» Recorded information:
'''
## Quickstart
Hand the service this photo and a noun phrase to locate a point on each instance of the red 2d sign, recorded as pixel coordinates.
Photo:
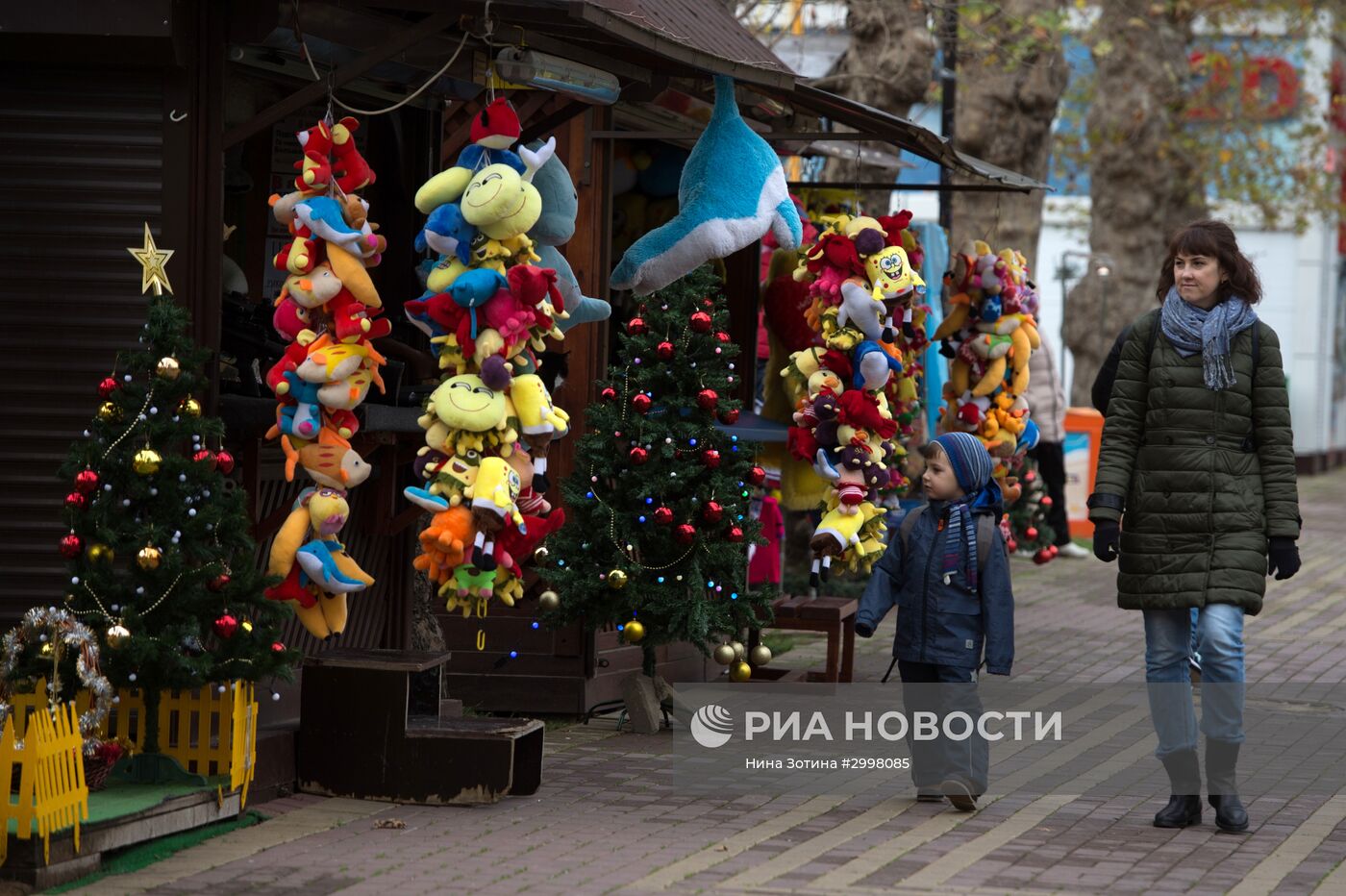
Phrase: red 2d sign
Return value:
(1268, 87)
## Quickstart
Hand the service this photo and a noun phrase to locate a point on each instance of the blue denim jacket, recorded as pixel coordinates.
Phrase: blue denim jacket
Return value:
(939, 623)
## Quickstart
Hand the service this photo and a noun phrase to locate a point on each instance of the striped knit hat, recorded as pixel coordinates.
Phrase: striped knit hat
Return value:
(972, 467)
(969, 458)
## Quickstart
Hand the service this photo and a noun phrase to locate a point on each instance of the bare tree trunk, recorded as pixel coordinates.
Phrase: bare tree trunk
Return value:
(1005, 113)
(887, 66)
(1141, 187)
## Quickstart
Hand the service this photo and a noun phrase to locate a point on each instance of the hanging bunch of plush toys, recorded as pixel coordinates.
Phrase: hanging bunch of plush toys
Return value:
(487, 309)
(989, 336)
(327, 311)
(858, 394)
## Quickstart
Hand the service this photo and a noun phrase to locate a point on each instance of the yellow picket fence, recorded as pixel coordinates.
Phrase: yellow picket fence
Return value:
(206, 731)
(51, 784)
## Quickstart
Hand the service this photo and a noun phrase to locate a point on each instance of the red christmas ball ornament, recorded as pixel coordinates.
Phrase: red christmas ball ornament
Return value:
(226, 626)
(87, 482)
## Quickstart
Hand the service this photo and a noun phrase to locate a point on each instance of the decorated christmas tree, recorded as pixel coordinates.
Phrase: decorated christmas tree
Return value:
(657, 508)
(1029, 526)
(161, 560)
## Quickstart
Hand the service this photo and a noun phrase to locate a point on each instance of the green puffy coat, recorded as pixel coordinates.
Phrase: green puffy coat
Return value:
(1200, 478)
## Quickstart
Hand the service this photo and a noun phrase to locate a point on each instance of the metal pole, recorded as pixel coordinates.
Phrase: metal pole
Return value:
(948, 100)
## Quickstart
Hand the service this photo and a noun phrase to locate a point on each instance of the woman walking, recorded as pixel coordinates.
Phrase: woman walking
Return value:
(1198, 460)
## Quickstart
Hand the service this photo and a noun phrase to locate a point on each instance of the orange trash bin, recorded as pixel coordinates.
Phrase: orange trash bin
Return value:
(1084, 436)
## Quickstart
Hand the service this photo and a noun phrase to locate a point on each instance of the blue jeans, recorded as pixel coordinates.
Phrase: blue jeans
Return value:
(1220, 638)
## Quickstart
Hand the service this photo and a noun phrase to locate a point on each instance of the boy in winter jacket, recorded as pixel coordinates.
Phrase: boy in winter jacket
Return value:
(955, 610)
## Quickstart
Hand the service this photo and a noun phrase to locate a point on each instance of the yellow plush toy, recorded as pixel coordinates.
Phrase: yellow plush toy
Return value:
(316, 573)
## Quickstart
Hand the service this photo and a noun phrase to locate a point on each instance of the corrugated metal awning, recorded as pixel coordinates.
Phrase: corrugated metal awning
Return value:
(700, 33)
(904, 134)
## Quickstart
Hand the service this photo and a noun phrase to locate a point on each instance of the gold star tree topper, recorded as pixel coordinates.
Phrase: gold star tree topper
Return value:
(152, 260)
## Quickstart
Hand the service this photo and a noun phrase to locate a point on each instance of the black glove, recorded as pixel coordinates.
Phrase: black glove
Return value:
(1283, 558)
(1107, 535)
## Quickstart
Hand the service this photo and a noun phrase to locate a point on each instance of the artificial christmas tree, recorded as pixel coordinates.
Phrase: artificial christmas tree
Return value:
(657, 508)
(1029, 528)
(159, 549)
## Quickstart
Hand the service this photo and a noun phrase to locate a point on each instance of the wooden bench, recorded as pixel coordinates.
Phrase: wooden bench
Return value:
(831, 615)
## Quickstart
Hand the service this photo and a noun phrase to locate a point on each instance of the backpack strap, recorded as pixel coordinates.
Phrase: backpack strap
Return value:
(985, 535)
(909, 522)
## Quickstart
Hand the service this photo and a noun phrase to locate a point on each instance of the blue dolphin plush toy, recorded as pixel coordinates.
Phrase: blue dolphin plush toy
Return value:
(731, 192)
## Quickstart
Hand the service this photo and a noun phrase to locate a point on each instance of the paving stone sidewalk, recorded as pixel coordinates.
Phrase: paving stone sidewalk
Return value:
(606, 818)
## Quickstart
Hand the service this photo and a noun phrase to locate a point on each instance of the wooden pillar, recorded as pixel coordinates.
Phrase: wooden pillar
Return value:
(742, 289)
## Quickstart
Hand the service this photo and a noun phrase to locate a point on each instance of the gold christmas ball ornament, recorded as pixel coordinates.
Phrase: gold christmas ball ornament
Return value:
(168, 367)
(145, 461)
(148, 558)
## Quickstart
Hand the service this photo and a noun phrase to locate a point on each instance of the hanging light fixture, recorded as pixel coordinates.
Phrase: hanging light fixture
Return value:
(545, 71)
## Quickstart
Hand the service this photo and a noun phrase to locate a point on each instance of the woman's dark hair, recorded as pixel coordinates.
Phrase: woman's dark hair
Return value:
(1214, 239)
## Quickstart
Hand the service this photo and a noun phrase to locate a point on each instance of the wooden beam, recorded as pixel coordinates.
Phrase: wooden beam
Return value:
(552, 120)
(318, 89)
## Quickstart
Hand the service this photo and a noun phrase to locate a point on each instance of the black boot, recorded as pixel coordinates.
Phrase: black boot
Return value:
(1184, 806)
(1222, 785)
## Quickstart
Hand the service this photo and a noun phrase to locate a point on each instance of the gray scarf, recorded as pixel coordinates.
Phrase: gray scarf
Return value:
(1191, 330)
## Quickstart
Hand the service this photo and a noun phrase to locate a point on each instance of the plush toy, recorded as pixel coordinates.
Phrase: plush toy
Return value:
(307, 541)
(555, 228)
(494, 495)
(733, 191)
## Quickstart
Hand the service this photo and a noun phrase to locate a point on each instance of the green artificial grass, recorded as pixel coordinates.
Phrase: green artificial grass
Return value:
(144, 855)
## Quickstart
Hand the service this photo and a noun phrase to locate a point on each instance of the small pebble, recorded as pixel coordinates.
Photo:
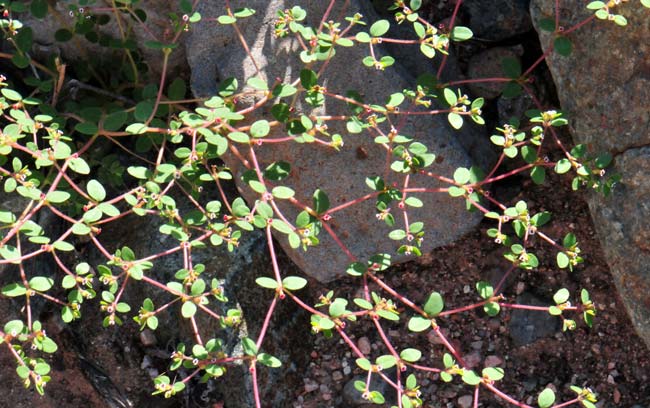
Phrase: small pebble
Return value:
(465, 401)
(472, 359)
(493, 361)
(520, 288)
(148, 338)
(364, 345)
(310, 386)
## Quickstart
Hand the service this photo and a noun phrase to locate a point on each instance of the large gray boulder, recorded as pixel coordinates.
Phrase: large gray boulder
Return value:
(214, 54)
(604, 87)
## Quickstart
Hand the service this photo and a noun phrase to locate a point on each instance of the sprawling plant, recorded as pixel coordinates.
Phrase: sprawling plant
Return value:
(52, 159)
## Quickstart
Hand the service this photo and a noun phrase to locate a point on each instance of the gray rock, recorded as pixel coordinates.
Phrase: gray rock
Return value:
(527, 326)
(498, 19)
(488, 64)
(604, 90)
(353, 397)
(213, 52)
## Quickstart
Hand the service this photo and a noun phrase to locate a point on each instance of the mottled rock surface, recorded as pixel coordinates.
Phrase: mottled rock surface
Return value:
(488, 64)
(527, 326)
(214, 53)
(498, 19)
(604, 87)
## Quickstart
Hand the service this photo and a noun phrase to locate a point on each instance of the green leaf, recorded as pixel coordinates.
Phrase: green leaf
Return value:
(268, 360)
(562, 260)
(188, 309)
(260, 128)
(434, 304)
(379, 28)
(546, 398)
(485, 290)
(460, 33)
(41, 283)
(455, 120)
(249, 346)
(48, 345)
(363, 363)
(79, 165)
(419, 324)
(308, 79)
(321, 201)
(239, 137)
(10, 253)
(492, 309)
(294, 282)
(562, 166)
(450, 96)
(14, 327)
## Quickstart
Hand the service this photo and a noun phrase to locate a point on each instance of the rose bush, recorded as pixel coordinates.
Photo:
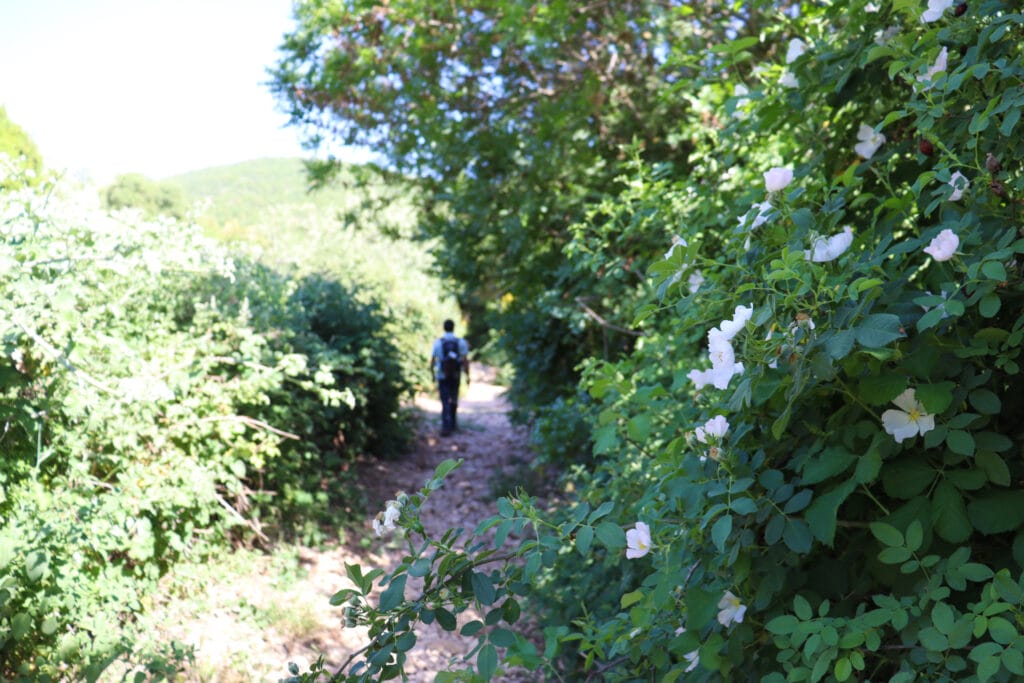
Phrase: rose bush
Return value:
(832, 537)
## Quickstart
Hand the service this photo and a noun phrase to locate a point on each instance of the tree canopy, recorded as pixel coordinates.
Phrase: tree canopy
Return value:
(806, 468)
(514, 118)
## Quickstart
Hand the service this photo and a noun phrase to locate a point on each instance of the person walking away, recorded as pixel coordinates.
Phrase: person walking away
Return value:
(449, 357)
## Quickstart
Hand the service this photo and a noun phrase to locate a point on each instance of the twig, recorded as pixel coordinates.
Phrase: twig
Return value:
(61, 358)
(251, 422)
(248, 522)
(603, 323)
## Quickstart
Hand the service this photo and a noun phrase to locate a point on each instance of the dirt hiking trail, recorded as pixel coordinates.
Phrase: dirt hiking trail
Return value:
(294, 619)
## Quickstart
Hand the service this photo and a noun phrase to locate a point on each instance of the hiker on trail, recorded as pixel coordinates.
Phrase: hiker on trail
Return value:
(448, 358)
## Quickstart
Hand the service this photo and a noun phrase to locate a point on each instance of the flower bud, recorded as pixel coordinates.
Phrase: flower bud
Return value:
(992, 164)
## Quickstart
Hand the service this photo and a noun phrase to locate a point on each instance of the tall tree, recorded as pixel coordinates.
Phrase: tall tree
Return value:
(514, 116)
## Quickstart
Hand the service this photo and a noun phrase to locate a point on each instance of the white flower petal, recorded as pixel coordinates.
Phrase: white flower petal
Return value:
(907, 400)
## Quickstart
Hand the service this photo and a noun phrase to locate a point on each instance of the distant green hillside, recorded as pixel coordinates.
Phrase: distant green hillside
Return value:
(243, 194)
(347, 231)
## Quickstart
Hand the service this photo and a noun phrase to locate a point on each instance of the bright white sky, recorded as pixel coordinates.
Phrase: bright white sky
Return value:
(157, 87)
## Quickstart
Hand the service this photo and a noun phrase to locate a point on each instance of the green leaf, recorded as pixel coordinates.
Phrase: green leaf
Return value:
(881, 389)
(701, 606)
(943, 617)
(782, 625)
(887, 534)
(933, 640)
(894, 555)
(868, 467)
(878, 330)
(989, 305)
(585, 536)
(735, 45)
(511, 610)
(828, 463)
(611, 536)
(743, 506)
(1009, 122)
(639, 428)
(935, 397)
(720, 531)
(797, 537)
(502, 638)
(961, 441)
(7, 551)
(342, 596)
(420, 567)
(482, 588)
(630, 599)
(949, 514)
(486, 662)
(444, 619)
(1013, 660)
(914, 536)
(472, 628)
(601, 511)
(843, 670)
(394, 594)
(445, 467)
(1001, 631)
(994, 467)
(821, 514)
(997, 511)
(802, 608)
(19, 626)
(985, 401)
(994, 270)
(37, 564)
(406, 641)
(840, 344)
(988, 668)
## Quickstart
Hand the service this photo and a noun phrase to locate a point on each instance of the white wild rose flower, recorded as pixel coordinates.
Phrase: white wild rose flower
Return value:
(777, 178)
(909, 420)
(638, 541)
(943, 246)
(869, 141)
(731, 610)
(828, 249)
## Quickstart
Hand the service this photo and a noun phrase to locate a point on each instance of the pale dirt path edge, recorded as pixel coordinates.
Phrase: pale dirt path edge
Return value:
(488, 444)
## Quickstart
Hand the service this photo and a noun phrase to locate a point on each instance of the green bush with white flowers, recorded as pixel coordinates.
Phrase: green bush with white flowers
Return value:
(160, 401)
(809, 467)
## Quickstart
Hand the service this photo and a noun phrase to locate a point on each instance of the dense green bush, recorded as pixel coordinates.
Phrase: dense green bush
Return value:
(358, 230)
(809, 467)
(158, 400)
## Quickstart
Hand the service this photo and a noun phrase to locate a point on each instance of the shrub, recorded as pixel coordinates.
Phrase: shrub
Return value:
(159, 400)
(811, 460)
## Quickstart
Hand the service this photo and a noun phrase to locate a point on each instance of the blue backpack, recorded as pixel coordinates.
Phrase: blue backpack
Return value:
(451, 360)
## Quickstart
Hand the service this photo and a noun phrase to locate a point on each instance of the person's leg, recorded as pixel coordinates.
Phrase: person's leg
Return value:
(455, 406)
(446, 408)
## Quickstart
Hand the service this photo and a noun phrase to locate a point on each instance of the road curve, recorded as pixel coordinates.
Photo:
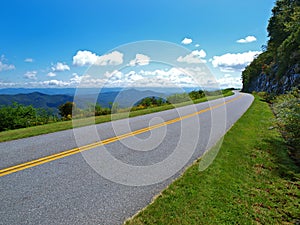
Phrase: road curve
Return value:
(83, 188)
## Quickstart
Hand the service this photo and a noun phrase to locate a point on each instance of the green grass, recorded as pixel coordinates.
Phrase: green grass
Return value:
(65, 125)
(251, 181)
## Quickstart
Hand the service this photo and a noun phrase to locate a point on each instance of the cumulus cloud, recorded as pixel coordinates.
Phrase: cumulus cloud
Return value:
(247, 39)
(234, 62)
(29, 60)
(51, 74)
(186, 41)
(31, 75)
(171, 77)
(87, 58)
(4, 66)
(229, 81)
(194, 57)
(59, 67)
(140, 60)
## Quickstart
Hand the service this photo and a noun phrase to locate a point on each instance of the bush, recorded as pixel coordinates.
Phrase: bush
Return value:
(287, 110)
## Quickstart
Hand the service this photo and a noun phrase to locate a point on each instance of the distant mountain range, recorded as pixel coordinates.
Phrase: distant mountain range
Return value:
(125, 98)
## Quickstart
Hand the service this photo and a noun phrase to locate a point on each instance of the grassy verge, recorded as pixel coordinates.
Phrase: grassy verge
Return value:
(65, 125)
(251, 181)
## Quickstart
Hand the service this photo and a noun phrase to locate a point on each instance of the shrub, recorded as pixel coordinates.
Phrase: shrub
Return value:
(287, 110)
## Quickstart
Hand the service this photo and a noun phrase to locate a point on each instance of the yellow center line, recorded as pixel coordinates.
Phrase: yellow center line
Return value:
(73, 151)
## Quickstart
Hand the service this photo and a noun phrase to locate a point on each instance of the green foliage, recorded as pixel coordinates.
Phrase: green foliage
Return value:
(248, 182)
(19, 116)
(66, 110)
(178, 98)
(99, 110)
(283, 49)
(196, 94)
(287, 110)
(114, 107)
(151, 102)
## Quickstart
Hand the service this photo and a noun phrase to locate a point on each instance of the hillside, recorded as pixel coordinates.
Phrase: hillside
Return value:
(36, 99)
(125, 98)
(277, 69)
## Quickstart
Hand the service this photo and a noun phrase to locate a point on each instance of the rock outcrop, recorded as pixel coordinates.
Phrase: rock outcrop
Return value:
(272, 84)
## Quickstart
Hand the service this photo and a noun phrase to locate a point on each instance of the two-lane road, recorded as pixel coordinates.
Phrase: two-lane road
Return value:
(117, 169)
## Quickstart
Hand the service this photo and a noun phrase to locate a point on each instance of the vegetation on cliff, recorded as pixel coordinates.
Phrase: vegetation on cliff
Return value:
(281, 56)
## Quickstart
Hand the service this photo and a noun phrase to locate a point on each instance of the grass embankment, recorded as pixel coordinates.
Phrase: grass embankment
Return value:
(252, 180)
(65, 125)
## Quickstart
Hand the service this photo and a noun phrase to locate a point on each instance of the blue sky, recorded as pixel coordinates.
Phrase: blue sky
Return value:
(53, 43)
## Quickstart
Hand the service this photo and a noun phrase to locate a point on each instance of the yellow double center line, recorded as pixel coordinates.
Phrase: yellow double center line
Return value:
(73, 151)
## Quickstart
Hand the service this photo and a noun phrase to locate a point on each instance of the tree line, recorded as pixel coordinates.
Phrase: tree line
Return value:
(283, 48)
(20, 116)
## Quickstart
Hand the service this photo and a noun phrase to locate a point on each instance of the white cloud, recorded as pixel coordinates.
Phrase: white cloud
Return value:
(31, 75)
(186, 41)
(87, 58)
(51, 74)
(247, 39)
(4, 66)
(59, 67)
(234, 62)
(229, 81)
(195, 56)
(140, 60)
(29, 60)
(184, 77)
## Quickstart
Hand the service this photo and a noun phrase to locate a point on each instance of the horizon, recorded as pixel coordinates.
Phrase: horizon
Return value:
(55, 44)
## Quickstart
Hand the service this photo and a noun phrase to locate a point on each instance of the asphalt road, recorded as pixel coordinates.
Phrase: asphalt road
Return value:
(112, 181)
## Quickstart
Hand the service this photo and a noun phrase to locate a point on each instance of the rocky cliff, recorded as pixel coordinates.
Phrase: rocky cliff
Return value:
(277, 69)
(273, 84)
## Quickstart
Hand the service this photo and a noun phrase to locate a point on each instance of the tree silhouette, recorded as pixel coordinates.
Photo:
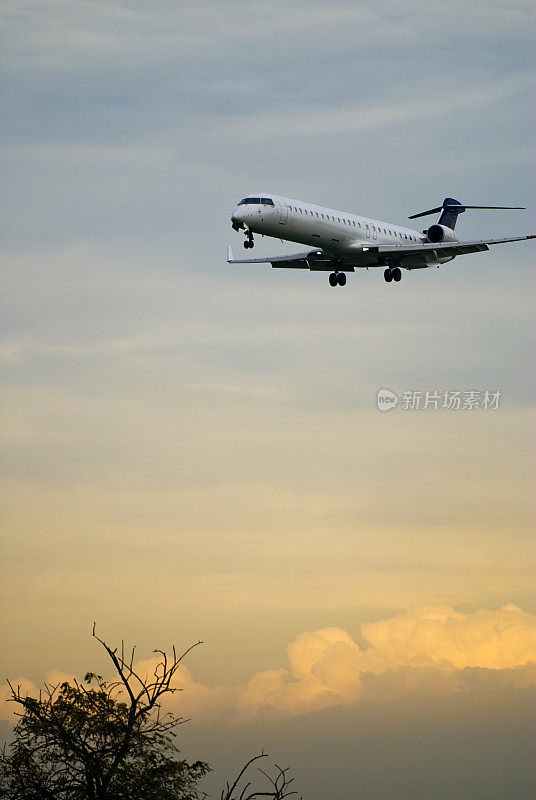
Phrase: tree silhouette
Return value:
(277, 787)
(100, 740)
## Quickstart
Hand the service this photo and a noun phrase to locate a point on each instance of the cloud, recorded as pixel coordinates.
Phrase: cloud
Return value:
'''
» Problem statement: Using the data above, repeat exactly the lines that begin at the line with "Phrase: corrugated metal awning" and end at the line with "Phrase: black glove", both ends included.

» Exercise solution:
Phrase: corrugated metal awning
Return value:
(700, 33)
(904, 134)
## Quickstart
Hand the service this photo and a noun phrase to locate a point on each instance of the gold star tree topper, recorded as pixel coordinates.
Phrase: gold star tree topper
Return value:
(152, 260)
## Quickstart
Hand the service this photo and a noun phrase to locate a point on each instance of the black glove, recorded as pixel coordinates.
Phrase: black glove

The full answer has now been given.